Stored dataset items:
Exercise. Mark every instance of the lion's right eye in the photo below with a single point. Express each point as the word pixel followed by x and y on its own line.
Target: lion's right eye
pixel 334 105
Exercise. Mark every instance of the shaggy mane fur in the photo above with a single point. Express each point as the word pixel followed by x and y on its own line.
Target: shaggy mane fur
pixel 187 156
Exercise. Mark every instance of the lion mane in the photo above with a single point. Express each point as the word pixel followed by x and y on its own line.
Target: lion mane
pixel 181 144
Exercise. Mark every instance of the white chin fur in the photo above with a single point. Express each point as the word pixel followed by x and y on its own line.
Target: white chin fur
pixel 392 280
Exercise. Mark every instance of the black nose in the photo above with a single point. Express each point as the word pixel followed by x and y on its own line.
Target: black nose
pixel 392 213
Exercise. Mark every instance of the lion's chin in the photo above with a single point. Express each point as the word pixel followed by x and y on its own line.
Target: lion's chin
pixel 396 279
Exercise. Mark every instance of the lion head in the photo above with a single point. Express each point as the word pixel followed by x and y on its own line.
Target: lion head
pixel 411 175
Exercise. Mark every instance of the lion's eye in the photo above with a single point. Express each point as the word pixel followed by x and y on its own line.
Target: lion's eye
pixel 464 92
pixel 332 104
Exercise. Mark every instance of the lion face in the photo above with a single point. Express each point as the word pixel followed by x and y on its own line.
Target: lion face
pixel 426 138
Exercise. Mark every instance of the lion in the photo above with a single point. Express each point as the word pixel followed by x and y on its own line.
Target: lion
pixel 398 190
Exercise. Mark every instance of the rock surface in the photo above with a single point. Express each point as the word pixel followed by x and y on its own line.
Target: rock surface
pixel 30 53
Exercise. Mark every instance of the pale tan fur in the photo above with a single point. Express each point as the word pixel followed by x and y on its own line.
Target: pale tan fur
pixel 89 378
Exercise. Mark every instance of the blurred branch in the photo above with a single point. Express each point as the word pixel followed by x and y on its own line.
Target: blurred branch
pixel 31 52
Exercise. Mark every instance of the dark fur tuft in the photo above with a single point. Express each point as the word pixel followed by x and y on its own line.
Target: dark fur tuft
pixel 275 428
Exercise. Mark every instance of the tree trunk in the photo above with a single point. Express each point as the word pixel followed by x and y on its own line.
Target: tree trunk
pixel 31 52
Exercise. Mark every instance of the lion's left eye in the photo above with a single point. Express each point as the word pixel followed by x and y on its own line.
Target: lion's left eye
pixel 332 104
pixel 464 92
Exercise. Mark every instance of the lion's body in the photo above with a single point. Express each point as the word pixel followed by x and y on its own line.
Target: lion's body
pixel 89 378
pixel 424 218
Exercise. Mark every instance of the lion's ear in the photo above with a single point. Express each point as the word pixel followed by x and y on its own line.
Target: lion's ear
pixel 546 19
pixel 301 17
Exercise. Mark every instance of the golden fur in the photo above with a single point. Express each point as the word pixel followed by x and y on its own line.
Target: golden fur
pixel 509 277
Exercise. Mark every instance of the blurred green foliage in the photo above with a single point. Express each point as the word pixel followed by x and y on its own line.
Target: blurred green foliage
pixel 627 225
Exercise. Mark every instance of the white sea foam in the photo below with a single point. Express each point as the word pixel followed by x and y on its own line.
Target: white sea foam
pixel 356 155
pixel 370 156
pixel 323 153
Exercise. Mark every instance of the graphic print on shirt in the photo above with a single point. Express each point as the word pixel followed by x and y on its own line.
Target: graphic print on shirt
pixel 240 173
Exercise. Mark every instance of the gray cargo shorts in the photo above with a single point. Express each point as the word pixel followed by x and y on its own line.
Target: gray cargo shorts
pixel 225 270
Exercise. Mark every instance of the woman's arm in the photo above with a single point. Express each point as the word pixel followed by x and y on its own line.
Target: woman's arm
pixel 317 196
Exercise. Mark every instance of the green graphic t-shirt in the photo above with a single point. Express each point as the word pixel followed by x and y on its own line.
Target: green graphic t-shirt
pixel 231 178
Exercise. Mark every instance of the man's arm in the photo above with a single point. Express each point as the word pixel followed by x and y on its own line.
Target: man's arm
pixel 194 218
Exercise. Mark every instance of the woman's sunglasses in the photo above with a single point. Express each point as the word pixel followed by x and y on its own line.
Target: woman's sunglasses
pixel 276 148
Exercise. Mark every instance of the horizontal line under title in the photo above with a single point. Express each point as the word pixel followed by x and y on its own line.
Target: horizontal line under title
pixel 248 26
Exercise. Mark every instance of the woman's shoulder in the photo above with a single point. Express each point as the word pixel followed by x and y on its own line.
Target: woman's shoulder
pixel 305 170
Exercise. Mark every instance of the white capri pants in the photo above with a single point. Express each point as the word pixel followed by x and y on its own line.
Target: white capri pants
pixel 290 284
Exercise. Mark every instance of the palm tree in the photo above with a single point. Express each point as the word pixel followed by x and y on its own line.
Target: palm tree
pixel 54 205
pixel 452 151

**TASK OBJECTIVE:** Reproduce, character for character, the part of the material that opens with the line containing "Exercise. Mark every instance of the lion's body" and closes with the line containing "pixel 509 277", including both of those lines.

**OUTPUT BELOW:**
Exercise. Mark every instance of the lion's body in the photo above with a single point. Express each point as the word pixel followed by x and y on its own line.
Target: lion's body
pixel 89 378
pixel 424 218
Exercise. Mark every instance of the lion's ear in the photo above with a single point. Express each point as the word pixel followed by x and y on its own line.
Target: lion's ear
pixel 546 19
pixel 301 17
Exercise. Mark every instance of the golden fur in the photo above with a single point. Express each point as the word pixel followed by x and y on its own line.
Target: golden fur
pixel 509 277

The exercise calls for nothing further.